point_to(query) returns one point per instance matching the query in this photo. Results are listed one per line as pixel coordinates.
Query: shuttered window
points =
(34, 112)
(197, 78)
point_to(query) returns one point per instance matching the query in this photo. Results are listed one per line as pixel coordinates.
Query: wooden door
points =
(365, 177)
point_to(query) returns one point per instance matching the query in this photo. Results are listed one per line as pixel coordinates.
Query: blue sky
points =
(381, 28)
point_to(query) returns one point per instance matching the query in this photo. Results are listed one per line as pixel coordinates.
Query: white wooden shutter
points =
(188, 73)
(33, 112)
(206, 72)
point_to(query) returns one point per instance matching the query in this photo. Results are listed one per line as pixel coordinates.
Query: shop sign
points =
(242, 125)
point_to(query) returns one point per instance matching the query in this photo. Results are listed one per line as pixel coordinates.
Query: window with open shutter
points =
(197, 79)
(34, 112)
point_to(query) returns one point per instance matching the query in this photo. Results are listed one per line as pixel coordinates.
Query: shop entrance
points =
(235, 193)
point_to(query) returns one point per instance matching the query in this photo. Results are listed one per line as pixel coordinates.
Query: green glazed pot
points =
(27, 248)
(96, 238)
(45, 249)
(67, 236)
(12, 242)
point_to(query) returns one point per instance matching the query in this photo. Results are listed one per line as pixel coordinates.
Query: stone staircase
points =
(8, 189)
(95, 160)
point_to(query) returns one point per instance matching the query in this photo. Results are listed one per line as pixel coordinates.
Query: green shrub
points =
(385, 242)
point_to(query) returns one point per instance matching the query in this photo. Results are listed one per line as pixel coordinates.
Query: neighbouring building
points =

§

# [Prompt]
Retype all the material above precisely, with no line left out.

# [Answer for this exercise]
point_to(query) returns one point per instance matching the query in this photo. Results are listed one per line as pixel coordinates.
Query: shuttered window
points =
(34, 112)
(197, 78)
point_to(query) returns one point per instance matching the query in this photo. Results are listed one per line as pixel coordinates.
Query: wooden door
points =
(365, 177)
point_to(query) returns one point per instance matching the query in this photo. Results are listed one per line as pixel coordinates.
Query: blue sky
points =
(381, 28)
point_to(query) returns one point per instance matching the query in this photo. Results are listed one per line as pixel coordinates.
Query: white wooden shutter
points =
(188, 73)
(33, 112)
(206, 72)
point_to(query) returns one point per instance matching the query in this photo. Results are listed one per line as pixel coordinates.
Query: shop sign
points =
(242, 125)
point_to(query) returns one point per instance matching the query in this photo. Results are listed one per line as pixel coordinates.
Query: window with open shutter
points =
(197, 79)
(34, 112)
point_to(query) returns one point per instance matching the query in this photo. Results are listed one per line as pixel coordinates.
Query: shop entrance
points =
(235, 193)
point_to(query) returns one point per instance matching the query in this photo. Results are listed one per line as pixel coordinates.
Query: green glazed pot
points =
(27, 248)
(96, 238)
(45, 249)
(67, 236)
(12, 242)
point_to(query) returns one point per instance matching the query in this photo. Results are listed one per line as pixel coordinates.
Query: stone staircase
points =
(8, 189)
(95, 160)
point_to(query) returns one point per instance matching the query in this photo. Results are listed one per line as pixel coordinates.
Query: green shrub
points =
(385, 242)
point_to(query) returns one point per instance matching the query in this photo. Results are listed one per line as pixel coordinates.
Query: neighbouring building
points =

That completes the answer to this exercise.